WORK TO COMPLETE:
A – Find each line of the records that contains the string "courthouse" and copy those lines.
B – Continue the Merlion ensemble documentation from its last line.

Trains each anomaly detector in the ensemble unsupervised, and each of their post-rules supervised (if labels are given).

Parameters

train_data (TimeSeries) – a TimeSeries of metric values to train the model.
anomaly_labels (Optional[TimeSeries]) – a TimeSeries indicating which timestamps are anomalous. Optional.
train_config (Optional[EnsembleTrainConfig]) – config for ensemble training. Not recommended.
post_rule_train_config – the post-rule train config to use for the ensemble-level post-rule.
per_model_post_rule_train_configs – the post-rule train configs to use for each of the individual models. Must be equal in length to the number of models, if given.

Return type

TimeSeries

Returns

A TimeSeries of the ensemble’s anomaly scores on the training data.

get_anomaly_score(time_series, time_series_prev=None)

Returns the model’s predicted sequence of anomaly scores.

Parameters

time_series (TimeSeries) – the TimeSeries we wish to predict anomaly scores for.
time_series_prev (Optional[TimeSeries]) – a TimeSeries immediately preceding time_series. If given, we use it to initialize the time series anomaly detection model. Otherwise, we assume that time_series immediately follows the training data.

Return type

TimeSeries

Returns

a univariate TimeSeries of anomaly scores

merlion.models.ensemble.forecast module

Ensembles of forecasters.

class merlion.models.ensemble.forecast.ForecasterEnsembleConfig(max_forecast_steps=None, verbose=False, target_seq_index: int = None, transform: TransformBase = None, models: List[Union[ModelBase, Dict]] = None, combiner: CombinerBase = None, **kwargs)

Bases: ForecasterConfig, EnsembleConfig

Config class for an ensemble of forecasters.

Parameters

max_forecast_steps – Max # of steps we would like to forecast for. Required for some models like MSES and LGBMForecaster.
target_seq_index – The index of the univariate (amongst all univariates in a general multivariate time series) whose value we would like to forecast.
transform – Transformation to pre-process input time series.
models – A list of models or dicts representing them.
combiner – The CombinerBase object to combine the outputs of the models in the ensemble.

RECORD SET:
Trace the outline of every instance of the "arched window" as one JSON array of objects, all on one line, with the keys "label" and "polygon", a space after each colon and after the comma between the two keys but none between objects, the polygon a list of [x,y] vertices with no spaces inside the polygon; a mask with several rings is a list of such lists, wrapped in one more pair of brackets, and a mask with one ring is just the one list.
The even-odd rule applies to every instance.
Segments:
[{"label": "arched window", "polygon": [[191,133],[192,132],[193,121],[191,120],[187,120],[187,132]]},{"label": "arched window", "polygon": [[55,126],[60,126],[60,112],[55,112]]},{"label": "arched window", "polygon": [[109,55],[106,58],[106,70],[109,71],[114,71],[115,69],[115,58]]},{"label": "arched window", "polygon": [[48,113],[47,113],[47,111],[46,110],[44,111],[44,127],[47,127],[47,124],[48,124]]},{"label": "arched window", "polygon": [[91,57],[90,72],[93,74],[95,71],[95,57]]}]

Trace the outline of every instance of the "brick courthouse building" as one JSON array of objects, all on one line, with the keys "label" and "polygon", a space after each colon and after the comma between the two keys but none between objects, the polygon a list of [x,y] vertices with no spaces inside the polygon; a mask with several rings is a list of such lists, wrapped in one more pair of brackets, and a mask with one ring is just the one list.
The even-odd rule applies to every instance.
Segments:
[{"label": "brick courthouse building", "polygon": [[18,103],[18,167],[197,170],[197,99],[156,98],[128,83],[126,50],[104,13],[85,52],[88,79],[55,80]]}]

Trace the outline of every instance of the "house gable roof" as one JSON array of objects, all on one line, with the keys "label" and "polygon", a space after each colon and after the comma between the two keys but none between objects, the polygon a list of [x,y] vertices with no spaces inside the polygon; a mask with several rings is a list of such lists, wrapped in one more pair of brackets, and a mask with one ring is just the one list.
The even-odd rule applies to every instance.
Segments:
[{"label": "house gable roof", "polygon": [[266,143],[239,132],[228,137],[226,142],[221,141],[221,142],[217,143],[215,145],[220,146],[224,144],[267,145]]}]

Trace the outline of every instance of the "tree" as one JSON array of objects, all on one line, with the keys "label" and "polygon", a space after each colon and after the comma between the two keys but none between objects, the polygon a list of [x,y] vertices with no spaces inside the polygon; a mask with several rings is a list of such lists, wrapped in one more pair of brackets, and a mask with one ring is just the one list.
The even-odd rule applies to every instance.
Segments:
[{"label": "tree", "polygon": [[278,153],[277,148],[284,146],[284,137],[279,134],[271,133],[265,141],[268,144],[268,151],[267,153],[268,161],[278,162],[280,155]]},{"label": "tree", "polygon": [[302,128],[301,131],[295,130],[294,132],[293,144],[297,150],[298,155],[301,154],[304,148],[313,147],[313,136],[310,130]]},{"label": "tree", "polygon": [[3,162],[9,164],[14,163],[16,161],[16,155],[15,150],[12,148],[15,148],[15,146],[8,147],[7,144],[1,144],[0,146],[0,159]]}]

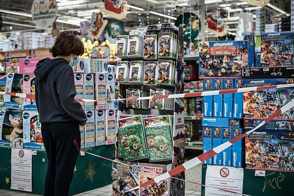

TASK RESPONSES:
A –
Trace the outline of every instance of the "brick courthouse building" as one JSON array of objects, all on one line, with the keys "label" and "polygon", a space after each colon and after the comma between the two keys but none between objects, the polygon a list of [x,y] vertices with no spaces inside the polygon; a mask with several rings is a list of such lists, wrapped in one more pair of brackets, and a mask with one ring is just the one list.
[{"label": "brick courthouse building", "polygon": [[18,103],[18,167],[197,170],[197,99],[156,98],[128,83],[126,50],[104,13],[85,52],[88,79],[55,80]]}]

B –
kwargs – Any additional kwargs for Config

class merlion.models.ensemble.forecast.ForecasterEnsemble(config=None, models=None)

Bases: EnsembleBase, ForecasterBase

Class representing an ensemble of multiple forecasting models.

Parameters

config (Optional[ForecasterEnsembleConfig]) – The ensemble’s config
models (Optional[List[ForecasterBase]]) – The models in the ensemble. Only provide this argument if you did not specify config.models.

config_class: alias of ForecasterEnsembleConfig

train_pre_process(train_data, require_even_sampling, require_univariate)

Applies pre-processing steps common for training most models.

Parameters

train_data (TimeSeries) – the original time series of training data
require_even_sampling (bool) – whether the model assumes that training data is sampled at a fixed frequency
require_univariate (bool) – whether the model only works with univariate time series

Return type

TimeSeries

Returns

the training data, after any necessary pre-processing has been applied

train(train_data, train_config=None)

Trains the forecaster on the input time series.

Parameters

train_data (TimeSeries) – a TimeSeries of metric values to train the model.
train_config (Optional[EnsembleTrainConfig]) – Additional training configs, if needed. Only required for some models.

Return type

Tuple[Optional[TimeSeries], None]

Returns

the model’s prediction on train_data, in the same format as if you called ForecasterBase.forecast on the time stamps of train_data

forecast(time_stamps, time_series_prev=None, return_iqr=False, return_prev=False)

Returns the model’s forecast on the timestamps given. Note that if self.transform is specified in the config, the forecast is a forecast of transformed values! It is up to you to manually invert the transform if desired.

Parameters

time_stamps (Union[int, List[int]]) – Either a list of timestamps we wish to forecast for, or the number of steps (int) we wish to forecast for.
time_series_prev (Optional[TimeSeries]) – a list of (timestamp, value) pairs immediately preceding time_series. If given, we use it to initialize the time series model. Otherwise, we assume that time_series immediately follows the training data.
return_iqr (bool) – whether to return the inter-quartile range for the forecast. Note that not all models support this option.
return_prev (bool) – whether to return the forecast for time_series_prev (and its stderr or IQR if relevant), in addition to the forecast for time_stamps. Only used if time_series_prev is provided.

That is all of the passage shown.